--- BEGIN Material to process ---
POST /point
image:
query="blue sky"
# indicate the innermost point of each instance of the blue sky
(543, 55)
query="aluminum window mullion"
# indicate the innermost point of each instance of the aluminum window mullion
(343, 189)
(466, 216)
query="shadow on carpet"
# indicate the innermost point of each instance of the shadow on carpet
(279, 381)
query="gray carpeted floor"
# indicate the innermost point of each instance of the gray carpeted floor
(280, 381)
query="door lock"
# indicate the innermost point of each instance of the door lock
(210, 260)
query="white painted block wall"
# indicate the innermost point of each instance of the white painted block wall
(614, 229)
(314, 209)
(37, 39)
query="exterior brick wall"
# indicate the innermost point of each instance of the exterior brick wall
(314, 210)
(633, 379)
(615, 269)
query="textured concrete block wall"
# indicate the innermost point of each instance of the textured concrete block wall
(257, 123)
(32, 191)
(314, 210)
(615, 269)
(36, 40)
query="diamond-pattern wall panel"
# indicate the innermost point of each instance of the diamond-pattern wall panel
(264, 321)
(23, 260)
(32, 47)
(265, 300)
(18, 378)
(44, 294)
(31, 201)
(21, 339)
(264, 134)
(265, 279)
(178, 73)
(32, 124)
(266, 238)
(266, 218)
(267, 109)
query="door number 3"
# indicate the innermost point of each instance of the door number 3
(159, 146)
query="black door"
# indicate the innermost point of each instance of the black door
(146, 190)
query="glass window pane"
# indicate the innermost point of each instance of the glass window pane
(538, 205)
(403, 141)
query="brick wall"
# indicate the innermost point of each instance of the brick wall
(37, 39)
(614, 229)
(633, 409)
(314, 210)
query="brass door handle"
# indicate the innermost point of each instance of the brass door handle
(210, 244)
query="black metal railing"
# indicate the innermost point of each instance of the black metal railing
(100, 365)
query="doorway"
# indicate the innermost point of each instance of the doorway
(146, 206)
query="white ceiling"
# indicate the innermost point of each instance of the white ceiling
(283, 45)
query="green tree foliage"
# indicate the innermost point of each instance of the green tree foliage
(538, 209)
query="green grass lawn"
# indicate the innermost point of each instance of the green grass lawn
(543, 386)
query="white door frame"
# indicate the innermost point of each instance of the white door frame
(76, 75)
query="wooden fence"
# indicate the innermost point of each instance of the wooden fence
--- END Material to process ---
Your goal
Each line above is to be repeated exactly.

Final result
POST /point
image:
query="blue sky"
# indicate the innermost point of each instance of the blue sky
(543, 55)
query="aluminum window mullion"
# indicate the innermost point of each instance of the aluminum window mullion
(343, 189)
(466, 216)
query="shadow on carpet"
# indicate the innermost point of each instance of the shadow on carpet
(279, 381)
query="gray carpeted floor"
# indicate the innermost point of each instance of the gray carpeted floor
(280, 381)
query="door lock"
# indicate the innermost point of each instance of the door lock
(210, 260)
query="white painted block wall"
# indicate the innermost point of each instance of the white painted block wall
(614, 229)
(314, 209)
(37, 39)
query="exterior brick wall"
# indicate the innermost point of each instance of the exterior brick wall
(314, 210)
(633, 379)
(615, 269)
query="textured concrete block wall"
# indicate the innermost point of each instance of the textured concrete block wall
(257, 123)
(32, 191)
(314, 210)
(615, 269)
(36, 40)
query="diamond-pattern wall panel"
# indicate the innermost point of each instance of the diamond-pattern wall panel
(264, 321)
(23, 260)
(32, 47)
(265, 300)
(18, 378)
(44, 294)
(31, 201)
(21, 339)
(264, 134)
(265, 279)
(178, 73)
(32, 124)
(266, 238)
(266, 218)
(267, 109)
query="door number 3"
# indicate the innermost point of each instance of the door number 3
(159, 146)
query="black door"
# indicate the innermost point of each instance of the black door
(146, 190)
query="glass window pane"
# indicate the innermost point of each instance of the glass window pane
(538, 205)
(403, 141)
query="brick wall"
# indicate the innermost point of each instance of the brick wall
(37, 39)
(614, 229)
(633, 409)
(314, 210)
query="brass door handle"
# indicate the innermost point of each instance of the brass door handle
(210, 244)
query="black metal railing"
# indicate the innermost point of each instance of the black metal railing
(100, 365)
query="doorway"
# indicate the innermost point of each instance of the doorway
(146, 206)
query="white ceiling"
# indicate the innermost point of each instance of the white ceiling
(283, 45)
query="green tree foliage"
# indicate the innermost point of each instance of the green tree foliage
(538, 209)
query="green grass lawn"
# indicate the innermost point of each instance of the green grass lawn
(543, 386)
query="white door frame"
# indicate the innermost point of each instance of the white door frame
(76, 75)
query="wooden fence"
# indicate the innermost point of each instance of the wooden fence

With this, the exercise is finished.